Dataset records ▸
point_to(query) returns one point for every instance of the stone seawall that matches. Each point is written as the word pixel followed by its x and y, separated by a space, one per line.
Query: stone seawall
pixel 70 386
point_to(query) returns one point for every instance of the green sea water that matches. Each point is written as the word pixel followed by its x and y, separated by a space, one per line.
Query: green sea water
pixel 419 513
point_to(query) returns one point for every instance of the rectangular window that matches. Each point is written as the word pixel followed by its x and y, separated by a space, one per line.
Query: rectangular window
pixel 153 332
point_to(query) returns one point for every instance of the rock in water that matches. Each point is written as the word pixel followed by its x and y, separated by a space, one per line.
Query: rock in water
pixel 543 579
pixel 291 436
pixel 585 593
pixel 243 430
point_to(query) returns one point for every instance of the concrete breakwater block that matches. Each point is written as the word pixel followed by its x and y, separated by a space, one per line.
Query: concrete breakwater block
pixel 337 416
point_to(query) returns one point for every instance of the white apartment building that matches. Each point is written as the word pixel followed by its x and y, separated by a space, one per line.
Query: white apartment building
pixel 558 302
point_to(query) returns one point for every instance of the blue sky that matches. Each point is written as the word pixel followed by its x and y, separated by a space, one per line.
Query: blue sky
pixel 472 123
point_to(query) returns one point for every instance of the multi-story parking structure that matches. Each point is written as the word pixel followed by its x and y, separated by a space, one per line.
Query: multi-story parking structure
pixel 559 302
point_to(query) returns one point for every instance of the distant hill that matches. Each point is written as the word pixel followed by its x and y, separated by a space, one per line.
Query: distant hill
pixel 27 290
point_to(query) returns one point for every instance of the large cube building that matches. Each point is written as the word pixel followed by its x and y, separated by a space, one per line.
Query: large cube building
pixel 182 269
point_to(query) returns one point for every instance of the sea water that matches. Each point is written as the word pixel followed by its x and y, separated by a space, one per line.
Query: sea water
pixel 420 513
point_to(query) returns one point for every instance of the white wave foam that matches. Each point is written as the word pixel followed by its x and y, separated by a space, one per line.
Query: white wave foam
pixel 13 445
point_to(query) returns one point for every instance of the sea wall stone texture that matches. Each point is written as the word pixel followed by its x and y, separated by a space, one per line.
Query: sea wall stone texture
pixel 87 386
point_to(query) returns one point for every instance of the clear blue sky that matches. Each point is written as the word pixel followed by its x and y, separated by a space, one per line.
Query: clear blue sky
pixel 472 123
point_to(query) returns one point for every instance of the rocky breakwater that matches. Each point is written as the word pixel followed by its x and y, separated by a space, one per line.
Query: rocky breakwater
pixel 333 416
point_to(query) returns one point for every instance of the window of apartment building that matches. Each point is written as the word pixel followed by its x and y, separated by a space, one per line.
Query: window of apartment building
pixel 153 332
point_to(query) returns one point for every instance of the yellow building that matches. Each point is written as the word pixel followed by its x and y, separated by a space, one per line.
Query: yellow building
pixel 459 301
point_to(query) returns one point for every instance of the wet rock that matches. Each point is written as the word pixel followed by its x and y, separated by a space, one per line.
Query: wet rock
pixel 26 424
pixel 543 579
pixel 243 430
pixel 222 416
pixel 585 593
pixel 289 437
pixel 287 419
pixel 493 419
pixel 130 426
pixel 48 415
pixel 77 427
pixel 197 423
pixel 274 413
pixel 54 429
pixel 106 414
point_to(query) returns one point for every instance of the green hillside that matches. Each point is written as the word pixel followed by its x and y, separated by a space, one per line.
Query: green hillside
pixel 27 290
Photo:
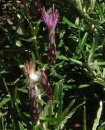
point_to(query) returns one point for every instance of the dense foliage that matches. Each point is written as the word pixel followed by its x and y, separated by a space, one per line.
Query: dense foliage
pixel 77 78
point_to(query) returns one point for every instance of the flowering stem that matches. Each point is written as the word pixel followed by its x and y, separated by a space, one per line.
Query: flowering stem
pixel 52 47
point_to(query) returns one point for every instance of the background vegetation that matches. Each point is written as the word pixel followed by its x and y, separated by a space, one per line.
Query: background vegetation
pixel 77 79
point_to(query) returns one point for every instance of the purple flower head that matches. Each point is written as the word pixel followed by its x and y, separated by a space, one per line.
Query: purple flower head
pixel 50 19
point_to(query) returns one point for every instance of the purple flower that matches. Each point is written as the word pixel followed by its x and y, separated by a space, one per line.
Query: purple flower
pixel 50 19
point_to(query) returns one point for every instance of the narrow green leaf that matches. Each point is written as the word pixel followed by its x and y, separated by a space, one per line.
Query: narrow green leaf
pixel 97 119
pixel 65 20
pixel 4 101
pixel 61 57
pixel 76 61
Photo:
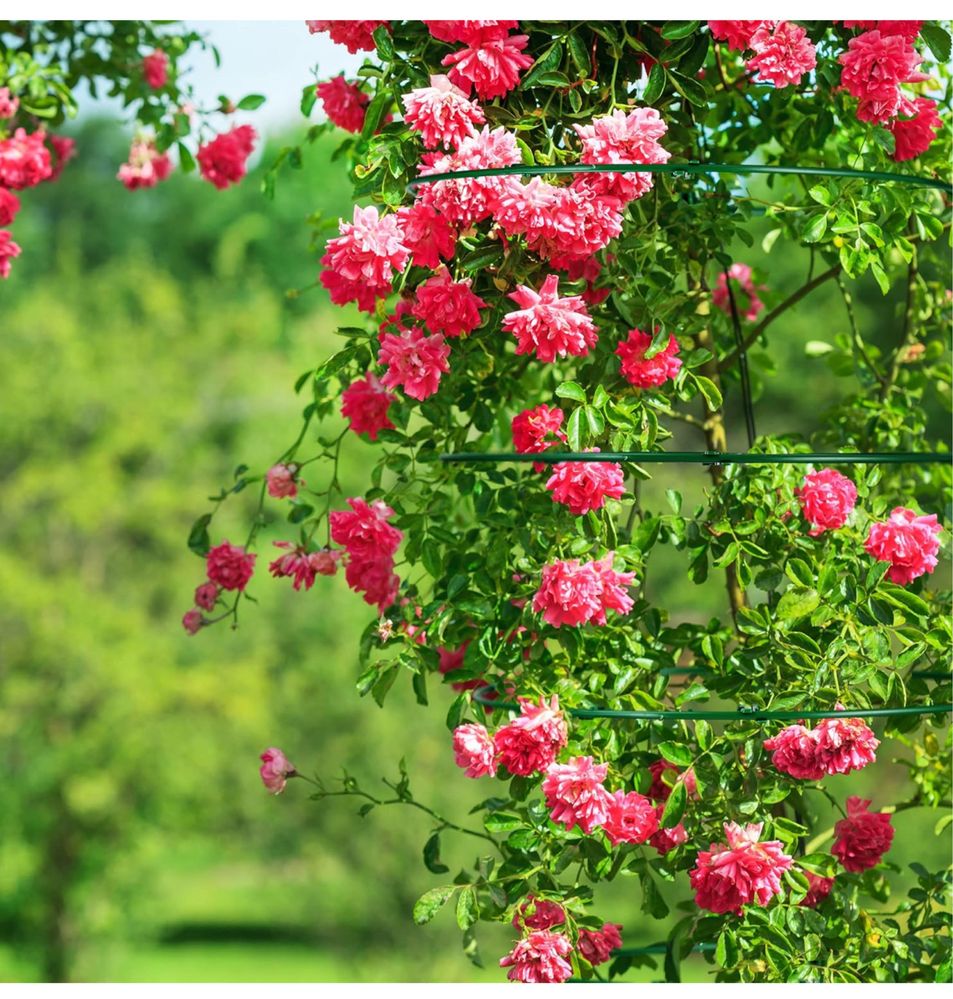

What you are asked to do ▸ Copy out only the lines from the one containing "the rock in" through the one containing "pixel 337 416", both included, renaming "breakwater" to "jetty" and leaving everything else unchanged.

Output ▸
point_to(query) returns one point for every instance of the rock in water that matches. Each point is written as the word pixel followed by its x and y, separated by a space, one per line.
Query: rock in water
pixel 543 579
pixel 291 436
pixel 585 593
pixel 243 430
point_to(query) returns one point for every instance of the concrete jetty block that matches. Each point is written as the word pixel followed by its x and y, separated by a space, one per line.
Query: concrete jetty block
pixel 337 416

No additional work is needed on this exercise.